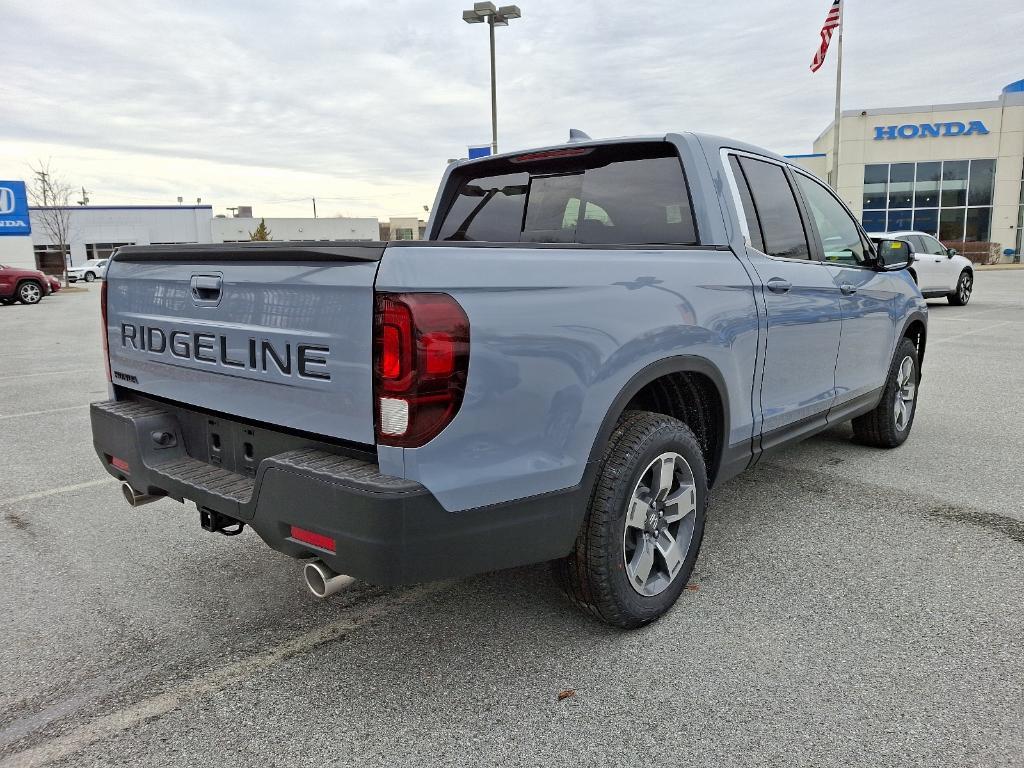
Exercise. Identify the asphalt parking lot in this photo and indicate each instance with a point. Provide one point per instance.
(850, 606)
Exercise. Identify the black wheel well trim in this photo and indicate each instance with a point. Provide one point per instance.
(666, 367)
(922, 320)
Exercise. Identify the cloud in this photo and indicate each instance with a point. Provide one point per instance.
(360, 103)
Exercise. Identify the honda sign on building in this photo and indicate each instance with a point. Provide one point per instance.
(13, 209)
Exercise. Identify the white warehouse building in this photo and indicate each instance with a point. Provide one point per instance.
(94, 231)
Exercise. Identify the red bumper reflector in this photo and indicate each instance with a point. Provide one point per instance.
(316, 540)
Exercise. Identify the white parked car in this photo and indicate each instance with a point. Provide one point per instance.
(938, 270)
(89, 271)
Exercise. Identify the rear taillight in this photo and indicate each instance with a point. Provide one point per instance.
(102, 312)
(421, 360)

----

• **PROBLEM REQUIREMENTS**
Could you quote, exactly as they appear, the line containing "Exercise. Identify the cloud" and every line after it to the end of the records above?

• **TASK SOLUTION**
Exercise. Identify the cloud in this photo and indicate each instance with a point. Provide one point per instance.
(360, 103)
Exercise. Identify the honda sign on building in this photo and indicate each instance with a point. Provide one point per instance.
(13, 209)
Exercise. Identify the white warehouse building in this photo and indicate each instance with a point. Provide one point per instance.
(94, 231)
Exercise. Identify the red bumper reflector in this photo and indicate each instance with a point. Provide one point per instance.
(316, 540)
Exercise. Identify the white parked car in this photo and indicate each instance with a point. Provide one point per instance.
(938, 270)
(89, 271)
Exercise. Identify the rear taillight in this photo and indicate each instance with a point. Provide one point per instance.
(102, 312)
(421, 360)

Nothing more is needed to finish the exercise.